At the outset, scRNA-seq was used to preliminarily identify candidate genes, which displayed distinctive biological functions in specific cell types. We then focused on the GSE30122 training dataset, leveraging this gene expression profile to uncover the crucial molecules linked to the progression of DKD. We set the logFC cutoff value at 1, yielding 459 upregulated and 82 downregulated DEGs ( Figure 7A ). Figure 7B is a heatmap showcasing genes that exhibit significantly varied expression. GSEA analysis highlighted the “phagosome” pathway as the most enriched, alongside other significant pathways such as cell adhesion molecules, chemokine, and NOD-like receptor signaling pathway ( Figure 7C ). We once again intersected the efferocytosis gene list with the DEGs from GSE30122 to identify common genes ( Figure 7D ). Following this, we applied LASSO regression to model fitting, selected, and assessed the diagnostic features for DN ( Figure 7E ). Considering the node count in the PPI network, we ended up with CD36, ITGAM, and CX3CR1 as the final genes of interest. We reviewed the expression levels of the hub genes, which, as shown in Figure 7F , exhibited an increasing trend in the DKD group. As shown in Figure 7G , the ROC curve illustrates superior performance in diagnosing DKD, especially with ITGAM and CX3CR1 boasting AUC values of 98.3%.

*WHAT THE TASK ASKS:*
Which genes does the gene-expression passage name as the final genes of interest?

[Saved entries]
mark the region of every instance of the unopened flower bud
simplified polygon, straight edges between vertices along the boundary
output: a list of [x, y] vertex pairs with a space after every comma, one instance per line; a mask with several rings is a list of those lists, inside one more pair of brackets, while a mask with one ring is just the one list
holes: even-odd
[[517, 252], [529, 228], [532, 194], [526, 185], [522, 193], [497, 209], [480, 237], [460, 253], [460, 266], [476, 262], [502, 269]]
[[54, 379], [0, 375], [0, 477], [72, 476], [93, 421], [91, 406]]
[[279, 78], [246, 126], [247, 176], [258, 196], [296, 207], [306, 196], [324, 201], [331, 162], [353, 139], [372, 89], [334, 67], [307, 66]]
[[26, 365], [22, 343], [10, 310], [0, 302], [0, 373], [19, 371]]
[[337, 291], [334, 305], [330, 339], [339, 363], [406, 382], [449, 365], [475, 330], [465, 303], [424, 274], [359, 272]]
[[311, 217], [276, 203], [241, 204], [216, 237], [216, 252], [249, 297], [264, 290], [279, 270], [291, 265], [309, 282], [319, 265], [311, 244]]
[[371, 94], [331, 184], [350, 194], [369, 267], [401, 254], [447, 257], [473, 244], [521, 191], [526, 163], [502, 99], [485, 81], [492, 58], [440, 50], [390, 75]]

*SOLUTION:*
CD36
ITGAM
CX3CR1